Run ganeti-watcher script from QA code instead of cron.
authorMichael Hanselmann <hansmi@google.com>
Tue, 13 Nov 2007 19:31:54 +0000 (19:31 +0000)
committerMichael Hanselmann <hansmi@google.com>
Tue, 13 Nov 2007 19:31:54 +0000 (19:31 +0000)
This makes the tests much more reliably because it avoids race conditions.
It also helps to speed them up a lot.

Reviewed-by: iustinp

qa/qa-sample.yaml
qa/qa_daemon.py

index 75bbd38..0285d18 100644 (file)
@@ -55,18 +55,14 @@ tests:
   instance-import: True
   instance-reinstall: True
   instance-shutdown: True
+  instance-automatic-restart: False
+  instance-consecutive-failures: False
 
   # Make sure not to include the disk(s) required for Dom0 to be included in
   # the volume group used for instances. Otherwise the whole system may stop
   # working until restarted.
   instance-disk-failure: False
 
-  # This test takes up to 6 minutes to complete
-  instance-automatic-restart: False
-
-  # This test takes at least 35 minutes to complete
-  instance-consecutive-failures: False
-
 # Other settings
 options:
   burnin-instances: 2
index 413e5d7..6d0d706 100644 (file)

* _Record set_
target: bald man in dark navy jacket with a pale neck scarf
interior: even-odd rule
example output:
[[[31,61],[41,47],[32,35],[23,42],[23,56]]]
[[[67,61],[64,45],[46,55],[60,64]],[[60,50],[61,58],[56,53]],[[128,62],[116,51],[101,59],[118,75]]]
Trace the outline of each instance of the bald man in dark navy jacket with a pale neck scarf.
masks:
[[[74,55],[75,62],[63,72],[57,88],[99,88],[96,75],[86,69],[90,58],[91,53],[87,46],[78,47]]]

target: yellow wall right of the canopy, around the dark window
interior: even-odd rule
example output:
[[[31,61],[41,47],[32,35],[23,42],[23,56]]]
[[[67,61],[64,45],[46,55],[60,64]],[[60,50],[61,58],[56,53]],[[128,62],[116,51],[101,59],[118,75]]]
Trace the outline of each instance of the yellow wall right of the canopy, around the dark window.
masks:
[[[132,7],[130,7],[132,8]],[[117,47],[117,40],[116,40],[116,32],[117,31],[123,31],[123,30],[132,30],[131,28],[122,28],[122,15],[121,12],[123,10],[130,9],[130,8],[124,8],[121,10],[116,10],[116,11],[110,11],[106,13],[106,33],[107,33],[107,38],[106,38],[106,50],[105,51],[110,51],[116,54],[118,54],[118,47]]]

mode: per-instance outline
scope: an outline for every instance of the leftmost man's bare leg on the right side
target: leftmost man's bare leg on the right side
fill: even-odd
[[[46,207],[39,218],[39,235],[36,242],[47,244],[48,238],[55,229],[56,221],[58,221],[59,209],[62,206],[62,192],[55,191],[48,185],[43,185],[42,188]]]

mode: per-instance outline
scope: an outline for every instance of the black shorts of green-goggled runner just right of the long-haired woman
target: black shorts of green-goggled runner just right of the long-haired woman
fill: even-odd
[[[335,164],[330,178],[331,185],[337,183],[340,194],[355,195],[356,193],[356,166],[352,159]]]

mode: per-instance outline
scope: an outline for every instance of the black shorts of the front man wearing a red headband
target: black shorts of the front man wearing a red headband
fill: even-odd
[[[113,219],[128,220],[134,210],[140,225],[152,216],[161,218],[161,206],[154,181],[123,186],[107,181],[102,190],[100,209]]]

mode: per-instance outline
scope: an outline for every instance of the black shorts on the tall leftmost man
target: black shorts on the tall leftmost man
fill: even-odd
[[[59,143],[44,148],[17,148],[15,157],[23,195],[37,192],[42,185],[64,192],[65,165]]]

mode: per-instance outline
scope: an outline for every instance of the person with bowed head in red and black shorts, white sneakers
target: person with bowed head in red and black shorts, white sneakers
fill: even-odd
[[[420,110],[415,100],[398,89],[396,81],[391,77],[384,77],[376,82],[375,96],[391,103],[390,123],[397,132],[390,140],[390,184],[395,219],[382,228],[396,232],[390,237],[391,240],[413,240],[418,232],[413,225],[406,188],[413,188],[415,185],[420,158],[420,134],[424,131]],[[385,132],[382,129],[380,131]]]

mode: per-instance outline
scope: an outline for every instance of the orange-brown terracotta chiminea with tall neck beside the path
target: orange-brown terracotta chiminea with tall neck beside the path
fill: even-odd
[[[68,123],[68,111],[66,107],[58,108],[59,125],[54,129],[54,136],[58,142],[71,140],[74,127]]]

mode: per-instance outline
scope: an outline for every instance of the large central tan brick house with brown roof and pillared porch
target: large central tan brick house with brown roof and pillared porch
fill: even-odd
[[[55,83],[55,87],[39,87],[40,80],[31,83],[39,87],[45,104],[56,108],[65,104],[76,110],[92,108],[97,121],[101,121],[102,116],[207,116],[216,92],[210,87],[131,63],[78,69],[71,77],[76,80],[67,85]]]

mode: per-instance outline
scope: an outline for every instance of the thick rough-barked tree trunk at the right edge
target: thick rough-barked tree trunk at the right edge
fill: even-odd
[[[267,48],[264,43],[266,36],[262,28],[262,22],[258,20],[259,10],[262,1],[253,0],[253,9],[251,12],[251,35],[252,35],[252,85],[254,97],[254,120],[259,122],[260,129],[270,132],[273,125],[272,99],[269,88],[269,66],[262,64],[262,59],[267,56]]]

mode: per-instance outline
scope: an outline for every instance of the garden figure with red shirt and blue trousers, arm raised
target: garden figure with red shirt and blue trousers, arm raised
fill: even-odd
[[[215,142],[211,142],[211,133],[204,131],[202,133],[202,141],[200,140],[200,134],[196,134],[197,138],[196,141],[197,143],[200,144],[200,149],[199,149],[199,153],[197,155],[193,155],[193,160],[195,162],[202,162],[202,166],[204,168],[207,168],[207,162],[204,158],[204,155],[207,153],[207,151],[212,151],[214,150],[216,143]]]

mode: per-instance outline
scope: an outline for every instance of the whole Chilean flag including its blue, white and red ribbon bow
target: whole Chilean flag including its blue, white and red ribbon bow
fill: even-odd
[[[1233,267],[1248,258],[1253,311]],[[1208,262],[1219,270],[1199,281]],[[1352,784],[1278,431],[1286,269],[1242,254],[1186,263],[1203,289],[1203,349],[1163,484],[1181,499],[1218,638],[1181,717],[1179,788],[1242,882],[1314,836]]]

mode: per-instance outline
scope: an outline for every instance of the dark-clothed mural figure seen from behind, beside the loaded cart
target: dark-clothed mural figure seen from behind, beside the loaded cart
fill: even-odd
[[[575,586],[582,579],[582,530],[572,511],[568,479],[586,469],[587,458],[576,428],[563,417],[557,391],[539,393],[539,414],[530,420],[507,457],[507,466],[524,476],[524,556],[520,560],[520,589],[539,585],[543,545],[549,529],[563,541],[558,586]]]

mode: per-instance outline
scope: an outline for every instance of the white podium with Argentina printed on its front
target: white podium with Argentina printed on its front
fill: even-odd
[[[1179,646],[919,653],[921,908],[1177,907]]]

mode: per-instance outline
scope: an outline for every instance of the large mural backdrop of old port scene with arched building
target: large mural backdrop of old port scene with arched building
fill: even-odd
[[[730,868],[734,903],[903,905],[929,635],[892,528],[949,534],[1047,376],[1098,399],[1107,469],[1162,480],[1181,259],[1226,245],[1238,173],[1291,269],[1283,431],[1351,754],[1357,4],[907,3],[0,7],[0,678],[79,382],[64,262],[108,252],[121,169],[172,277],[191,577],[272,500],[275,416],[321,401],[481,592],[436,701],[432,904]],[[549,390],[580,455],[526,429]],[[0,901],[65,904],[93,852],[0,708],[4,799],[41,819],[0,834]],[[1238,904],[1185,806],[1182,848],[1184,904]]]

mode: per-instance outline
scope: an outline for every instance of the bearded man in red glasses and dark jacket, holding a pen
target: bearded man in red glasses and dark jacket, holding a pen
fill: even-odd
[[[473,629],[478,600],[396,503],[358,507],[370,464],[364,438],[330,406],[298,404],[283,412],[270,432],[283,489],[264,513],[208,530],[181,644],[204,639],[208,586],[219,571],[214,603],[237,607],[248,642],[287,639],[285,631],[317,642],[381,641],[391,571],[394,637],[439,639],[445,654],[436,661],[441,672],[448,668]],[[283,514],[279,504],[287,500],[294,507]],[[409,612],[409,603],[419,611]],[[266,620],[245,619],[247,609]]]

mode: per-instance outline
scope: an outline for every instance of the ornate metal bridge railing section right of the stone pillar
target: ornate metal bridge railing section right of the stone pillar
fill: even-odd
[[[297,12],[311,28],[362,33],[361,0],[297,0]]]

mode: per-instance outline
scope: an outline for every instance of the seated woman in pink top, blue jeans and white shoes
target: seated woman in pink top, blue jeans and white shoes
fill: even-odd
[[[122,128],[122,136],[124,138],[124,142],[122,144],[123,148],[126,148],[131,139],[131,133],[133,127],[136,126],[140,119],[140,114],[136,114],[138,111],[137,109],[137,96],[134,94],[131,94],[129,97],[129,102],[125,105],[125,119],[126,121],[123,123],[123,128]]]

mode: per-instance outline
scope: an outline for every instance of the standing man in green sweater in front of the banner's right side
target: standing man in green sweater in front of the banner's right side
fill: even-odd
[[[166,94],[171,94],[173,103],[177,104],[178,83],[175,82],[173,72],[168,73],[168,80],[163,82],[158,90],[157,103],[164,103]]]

* _What to work on_
1. Reproduce the part of the commit that begins with "authorMichael Hanselmann <hansmi@google.com>" and stops after "ce conditions.".
2. Answer these from the commit:
(a) Who is named as the reviewer of the change?
(b) According to a removed comment, how long does the instance-consecutive-failures test take at minimum?
(c) What value is given for burnin-instances under options?

* _Solutions_
1.
authorMichael Hanselmann <hansmi@google.com>
Tue, 13 Nov 2007 19:31:54 +0000 (19:31 +0000)
committerMichael Hanselmann <hansmi@google.com>
Tue, 13 Nov 2007 19:31:54 +0000 (19:31 +0000)
This makes the tests much more reliably because it avoids race conditions.

2.
(a) iustinp
(b) At least 35 minutes
(c) 2